## Try it
Below are the records; pull every line that includes "glove".

[Extracted data entries]
-- Opening Marker --
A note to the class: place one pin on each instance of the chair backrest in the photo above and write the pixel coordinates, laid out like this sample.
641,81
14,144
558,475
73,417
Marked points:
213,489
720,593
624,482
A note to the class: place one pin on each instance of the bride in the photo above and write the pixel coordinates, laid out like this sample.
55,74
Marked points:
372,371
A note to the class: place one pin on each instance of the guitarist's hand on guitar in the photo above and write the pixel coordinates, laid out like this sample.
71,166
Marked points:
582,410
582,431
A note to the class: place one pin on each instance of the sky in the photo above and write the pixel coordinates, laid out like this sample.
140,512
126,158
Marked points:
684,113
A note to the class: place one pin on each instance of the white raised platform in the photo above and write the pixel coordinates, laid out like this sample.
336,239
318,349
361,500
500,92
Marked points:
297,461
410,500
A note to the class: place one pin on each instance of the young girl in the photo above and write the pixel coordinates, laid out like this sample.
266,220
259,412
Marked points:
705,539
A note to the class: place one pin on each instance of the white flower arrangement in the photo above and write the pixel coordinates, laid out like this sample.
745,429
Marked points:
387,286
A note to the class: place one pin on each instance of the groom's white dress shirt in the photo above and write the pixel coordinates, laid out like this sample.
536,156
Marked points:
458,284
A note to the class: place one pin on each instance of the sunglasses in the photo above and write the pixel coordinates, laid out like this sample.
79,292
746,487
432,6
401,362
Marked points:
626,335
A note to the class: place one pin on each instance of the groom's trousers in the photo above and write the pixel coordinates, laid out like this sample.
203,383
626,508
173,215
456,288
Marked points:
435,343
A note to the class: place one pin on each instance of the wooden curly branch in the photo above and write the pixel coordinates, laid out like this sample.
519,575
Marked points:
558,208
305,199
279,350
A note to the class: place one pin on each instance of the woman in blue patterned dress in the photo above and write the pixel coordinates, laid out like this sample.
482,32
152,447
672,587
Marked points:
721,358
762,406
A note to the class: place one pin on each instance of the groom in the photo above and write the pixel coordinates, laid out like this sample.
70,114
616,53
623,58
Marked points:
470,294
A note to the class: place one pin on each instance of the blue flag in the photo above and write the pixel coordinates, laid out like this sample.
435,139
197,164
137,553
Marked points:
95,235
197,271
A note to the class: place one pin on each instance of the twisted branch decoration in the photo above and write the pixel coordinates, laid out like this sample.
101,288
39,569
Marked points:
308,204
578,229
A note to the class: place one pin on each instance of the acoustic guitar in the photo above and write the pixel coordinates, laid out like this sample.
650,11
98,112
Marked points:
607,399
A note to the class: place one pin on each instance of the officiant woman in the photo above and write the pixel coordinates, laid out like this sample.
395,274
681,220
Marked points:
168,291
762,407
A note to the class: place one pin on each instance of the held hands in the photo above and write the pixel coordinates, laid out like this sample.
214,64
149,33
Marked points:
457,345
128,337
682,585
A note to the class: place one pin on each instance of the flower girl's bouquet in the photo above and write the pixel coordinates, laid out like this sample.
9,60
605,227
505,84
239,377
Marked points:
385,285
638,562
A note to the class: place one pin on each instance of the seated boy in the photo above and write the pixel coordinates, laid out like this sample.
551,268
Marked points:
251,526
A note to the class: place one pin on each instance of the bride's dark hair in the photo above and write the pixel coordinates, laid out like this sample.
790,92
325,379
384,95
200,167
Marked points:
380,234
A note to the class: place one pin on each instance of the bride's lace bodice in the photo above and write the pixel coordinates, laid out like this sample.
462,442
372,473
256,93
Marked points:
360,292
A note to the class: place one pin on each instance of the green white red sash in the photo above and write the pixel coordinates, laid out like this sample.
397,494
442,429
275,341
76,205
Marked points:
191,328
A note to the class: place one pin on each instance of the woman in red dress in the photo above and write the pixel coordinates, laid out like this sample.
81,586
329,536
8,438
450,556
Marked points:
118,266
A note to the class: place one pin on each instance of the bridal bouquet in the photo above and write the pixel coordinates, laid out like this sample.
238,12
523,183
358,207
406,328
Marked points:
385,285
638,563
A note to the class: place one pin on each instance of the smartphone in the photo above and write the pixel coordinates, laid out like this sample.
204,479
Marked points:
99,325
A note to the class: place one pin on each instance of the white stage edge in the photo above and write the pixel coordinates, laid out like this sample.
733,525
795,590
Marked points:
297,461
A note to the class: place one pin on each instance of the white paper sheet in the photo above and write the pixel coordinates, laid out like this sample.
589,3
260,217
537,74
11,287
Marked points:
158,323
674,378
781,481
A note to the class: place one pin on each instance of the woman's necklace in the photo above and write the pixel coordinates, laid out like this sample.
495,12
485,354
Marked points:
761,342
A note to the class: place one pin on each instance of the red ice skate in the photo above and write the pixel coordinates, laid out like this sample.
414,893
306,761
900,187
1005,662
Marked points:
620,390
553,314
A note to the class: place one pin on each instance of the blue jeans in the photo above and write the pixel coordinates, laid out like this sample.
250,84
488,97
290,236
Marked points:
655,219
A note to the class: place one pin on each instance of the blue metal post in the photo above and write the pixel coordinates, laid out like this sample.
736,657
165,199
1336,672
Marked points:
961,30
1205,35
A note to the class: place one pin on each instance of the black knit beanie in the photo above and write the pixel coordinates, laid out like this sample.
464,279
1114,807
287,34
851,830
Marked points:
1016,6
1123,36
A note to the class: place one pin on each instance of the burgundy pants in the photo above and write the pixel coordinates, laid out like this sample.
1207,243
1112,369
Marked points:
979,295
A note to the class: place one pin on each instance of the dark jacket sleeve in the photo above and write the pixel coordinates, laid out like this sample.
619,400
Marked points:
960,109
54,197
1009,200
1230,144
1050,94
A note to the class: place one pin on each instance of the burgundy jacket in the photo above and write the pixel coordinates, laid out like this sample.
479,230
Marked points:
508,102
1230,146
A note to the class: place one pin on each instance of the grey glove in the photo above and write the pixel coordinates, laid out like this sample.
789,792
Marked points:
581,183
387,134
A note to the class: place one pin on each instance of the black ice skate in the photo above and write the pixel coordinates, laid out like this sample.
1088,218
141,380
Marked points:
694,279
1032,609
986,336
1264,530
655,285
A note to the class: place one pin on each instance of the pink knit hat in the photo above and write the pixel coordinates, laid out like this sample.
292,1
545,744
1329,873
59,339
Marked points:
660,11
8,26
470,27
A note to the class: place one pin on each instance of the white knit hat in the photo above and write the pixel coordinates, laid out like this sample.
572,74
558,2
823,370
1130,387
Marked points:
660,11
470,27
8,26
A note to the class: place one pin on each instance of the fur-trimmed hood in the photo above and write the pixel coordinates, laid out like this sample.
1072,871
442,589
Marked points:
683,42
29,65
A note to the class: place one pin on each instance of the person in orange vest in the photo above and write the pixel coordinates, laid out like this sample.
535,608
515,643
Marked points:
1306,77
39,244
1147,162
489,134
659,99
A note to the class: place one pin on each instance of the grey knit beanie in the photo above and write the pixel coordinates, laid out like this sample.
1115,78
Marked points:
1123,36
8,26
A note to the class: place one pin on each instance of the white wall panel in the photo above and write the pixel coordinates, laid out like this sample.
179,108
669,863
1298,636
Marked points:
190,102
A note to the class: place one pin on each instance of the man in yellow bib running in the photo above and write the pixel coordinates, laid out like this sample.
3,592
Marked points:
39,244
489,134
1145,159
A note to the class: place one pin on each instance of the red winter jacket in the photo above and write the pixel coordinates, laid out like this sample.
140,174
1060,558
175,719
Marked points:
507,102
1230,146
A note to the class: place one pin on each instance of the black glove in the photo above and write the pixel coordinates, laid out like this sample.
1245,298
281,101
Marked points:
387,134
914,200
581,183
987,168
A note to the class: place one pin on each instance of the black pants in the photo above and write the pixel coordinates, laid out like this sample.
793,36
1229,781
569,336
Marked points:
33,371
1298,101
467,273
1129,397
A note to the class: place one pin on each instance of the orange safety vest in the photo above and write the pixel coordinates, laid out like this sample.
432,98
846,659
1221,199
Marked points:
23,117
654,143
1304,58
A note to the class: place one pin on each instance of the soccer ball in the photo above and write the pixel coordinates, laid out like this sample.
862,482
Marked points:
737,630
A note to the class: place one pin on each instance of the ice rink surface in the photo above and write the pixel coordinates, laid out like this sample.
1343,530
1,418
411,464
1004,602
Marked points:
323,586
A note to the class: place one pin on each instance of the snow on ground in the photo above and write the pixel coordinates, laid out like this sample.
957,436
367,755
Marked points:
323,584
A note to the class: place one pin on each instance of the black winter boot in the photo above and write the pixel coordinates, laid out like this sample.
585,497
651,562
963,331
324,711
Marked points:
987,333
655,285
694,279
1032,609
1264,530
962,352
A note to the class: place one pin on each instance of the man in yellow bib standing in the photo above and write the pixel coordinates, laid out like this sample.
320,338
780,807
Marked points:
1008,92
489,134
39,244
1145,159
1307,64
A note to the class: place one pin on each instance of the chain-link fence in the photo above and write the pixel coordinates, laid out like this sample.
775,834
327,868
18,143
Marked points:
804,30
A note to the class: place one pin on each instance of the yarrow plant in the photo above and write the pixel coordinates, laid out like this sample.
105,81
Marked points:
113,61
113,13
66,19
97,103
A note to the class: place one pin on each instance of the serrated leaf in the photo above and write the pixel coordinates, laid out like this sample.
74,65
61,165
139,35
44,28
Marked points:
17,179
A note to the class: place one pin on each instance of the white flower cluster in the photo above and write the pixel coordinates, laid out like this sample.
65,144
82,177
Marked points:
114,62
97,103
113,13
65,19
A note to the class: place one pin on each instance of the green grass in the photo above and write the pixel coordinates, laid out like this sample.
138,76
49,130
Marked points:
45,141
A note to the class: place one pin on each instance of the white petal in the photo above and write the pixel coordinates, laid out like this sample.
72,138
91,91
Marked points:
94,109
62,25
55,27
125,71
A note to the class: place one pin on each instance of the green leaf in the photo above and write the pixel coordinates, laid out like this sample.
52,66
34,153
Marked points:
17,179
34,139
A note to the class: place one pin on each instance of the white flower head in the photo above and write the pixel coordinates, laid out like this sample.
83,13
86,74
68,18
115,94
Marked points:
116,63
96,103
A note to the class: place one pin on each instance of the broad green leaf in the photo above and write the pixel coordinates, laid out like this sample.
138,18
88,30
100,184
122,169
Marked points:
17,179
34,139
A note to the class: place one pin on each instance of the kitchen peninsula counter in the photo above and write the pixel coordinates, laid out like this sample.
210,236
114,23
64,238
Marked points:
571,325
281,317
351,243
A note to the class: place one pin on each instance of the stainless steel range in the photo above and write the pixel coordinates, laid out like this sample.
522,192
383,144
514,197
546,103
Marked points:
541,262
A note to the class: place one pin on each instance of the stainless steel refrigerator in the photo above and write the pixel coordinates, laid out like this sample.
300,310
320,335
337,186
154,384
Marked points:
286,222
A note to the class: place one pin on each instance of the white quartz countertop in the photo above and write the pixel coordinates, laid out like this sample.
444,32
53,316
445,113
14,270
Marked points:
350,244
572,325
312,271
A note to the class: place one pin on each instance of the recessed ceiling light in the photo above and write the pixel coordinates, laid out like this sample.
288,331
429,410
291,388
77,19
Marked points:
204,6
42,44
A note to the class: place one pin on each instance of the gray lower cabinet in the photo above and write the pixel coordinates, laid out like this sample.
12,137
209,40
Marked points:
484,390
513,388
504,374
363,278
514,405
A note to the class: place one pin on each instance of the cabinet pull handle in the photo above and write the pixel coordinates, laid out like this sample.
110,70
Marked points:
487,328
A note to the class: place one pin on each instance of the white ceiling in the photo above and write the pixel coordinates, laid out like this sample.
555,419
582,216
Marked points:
-- Closing Marker --
## The completed task
A note to the class: place one pin on each instance of the grey glove in the photo above and write the pixel coordinates, laid out like this sample.
A note to the class: place one pin on each instance of the black glove in the photo above and write the pixel coordinates, laid out like this sample.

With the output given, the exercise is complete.